Relacionamento abusivo

Nem sempre é claro para quem está dentro de um relacionamento, que ele é tóxico e abusivo. Às vezes a gente acha que o companheiro está “só” em dias ruins e mais que nunca precisa da sua ajuda. Ou ainda pode achar que você está sendo egoísta, ou dando pouca atenção, ou tudo isso junto.

Experimentei por muito tempo. Mas tenho certeza que não é exclusividade minha, muitas mulheres passam por abusos e a maioria delas não entende de fato o que está acontecendo e fazendo com sua própria vida.

Eu, uma mulher de 44 anos, só entendi há pouquíssimo tempo que tudo aquilo que eu passei vinha de um homem tóxico, abusivo e manipulador.

O início do relacionamento foi lindo, perfeito. Não tinha defeitos. Ele era o bom moço, o rapaz trabalhador, pagava “os boleto” tudo, o cara respeitado por todos, o responsável. Era o relacionamento dos sonhos, não tinha como dar errado.

Eu sou seis anos mais velha que ele, já tinha um filho pequeno e na época começaram os bochichos por parte da família dele. Eu só sei dos bochichos porque ele mesmo me contava, tá? Aliás, contava horrores.

Ele chegou a brigar com pai, sair de casa porque o pai disse a ele que eu era uma prostituta (pela minha maneira de vestir, cabelo, falar palavrão, beber, etc.) e que era pra ele se separar da minha pessoa. Tudo isso ele me contou também.

*Trecho da fonte*.
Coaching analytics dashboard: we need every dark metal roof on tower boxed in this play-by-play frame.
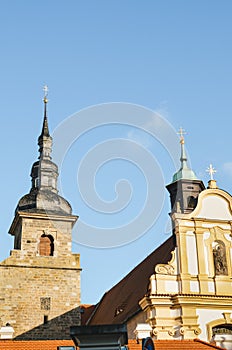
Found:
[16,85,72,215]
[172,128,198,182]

*Objetivo do exercício*. Reproduza fielmente a parte do texto sobre relacionamento abusivo que começa com as palavras que contêm "Eu, uma mulher" e termina em "me contou também.". As linhas são um material à parte, sem relação com o texto sobre relacionamento abusivo.

*Resposta do exercício*.
Eu, uma mulher de 44 anos, só entendi há pouquíssimo tempo que tudo aquilo que eu passei vinha de um homem tóxico, abusivo e manipulador.

O início do relacionamento foi lindo, perfeito. Não tinha defeitos. Ele era o bom moço, o rapaz trabalhador, pagava “os boleto” tudo, o cara respeitado por todos, o responsável. Era o relacionamento dos sonhos, não tinha como dar errado.

Eu sou seis anos mais velha que ele, já tinha um filho pequeno e na época começaram os bochichos por parte da família dele. Eu só sei dos bochichos porque ele mesmo me contava, tá? Aliás, contava horrores.

Ele chegou a brigar com pai, sair de casa porque o pai disse a ele que eu era uma prostituta (pela minha maneira de vestir, cabelo, falar palavrão, beber, etc.) e que era pra ele se separar da minha pessoa. Tudo isso ele me contou também.